**Texto fuente**

________________

Por Raúl Espinoza Aguilera
Me parece que, en el transcurso de nuestras vidas, hemos conocido a personalidades que se sobrevaloran y otras que se infravaloran.
Por muchos años, laboré en instituciones educativas, llevando preceptorías académicas o asesorías individuales para ayudarles en su formación integral.
En infinidad de ocasiones me encontré con jóvenes que decían que no necesitaban estudiar mucho porque lo que decían los profesores se les quedaba grabado en su memoria. A uno de ellos le preguntaba:
-Entonces, ¿por qué tienes un promedio general tan bajo? Tus calificaciones no pasan del 6.5, en incluso, en ocasiones repruebas.
Me respondió muy seguro:
-Es que en mi casa no me piden tener unas notas más altas. Además, creo que con esas calificaciones, son suficientes para salir adelante en mi futuro porque yo confío en mi inteligencia.
Para presentar “la otra cara de la moneda”, recuerdo a otro joven que me decía muy apenado:
-No me creo capaz -por más que estudie- de pasar de año. En lo que va del curso sólo un 6 he logrado. Todos en mi casa, comenzando por mis papás, me dicen que soy el más flojo en mi salón.

________________

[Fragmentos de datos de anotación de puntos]
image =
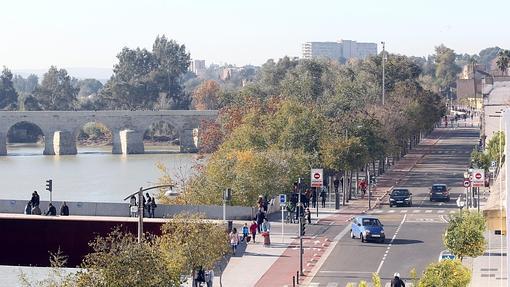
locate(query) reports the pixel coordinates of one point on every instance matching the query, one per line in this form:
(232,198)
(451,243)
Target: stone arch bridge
(61,128)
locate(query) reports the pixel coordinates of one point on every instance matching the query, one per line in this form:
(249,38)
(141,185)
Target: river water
(94,174)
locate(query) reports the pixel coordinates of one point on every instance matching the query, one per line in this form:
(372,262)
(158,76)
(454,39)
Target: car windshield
(371,222)
(400,192)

________________

**Consigna**
Responde estas preguntas según el texto sobre la autovaloración de los estudiantes:
1. ¿En qué tipo de instituciones laboró por muchos años quien escribe el texto?
2. Según quien escribe, ¿de qué cifra no pasan las calificaciones del primer joven?
3. ¿Qué le dicen en su casa al segundo joven?

**Solución**
1. En instituciones educativas.
2. Del 6.5.
3. Que es el más flojo de su salón.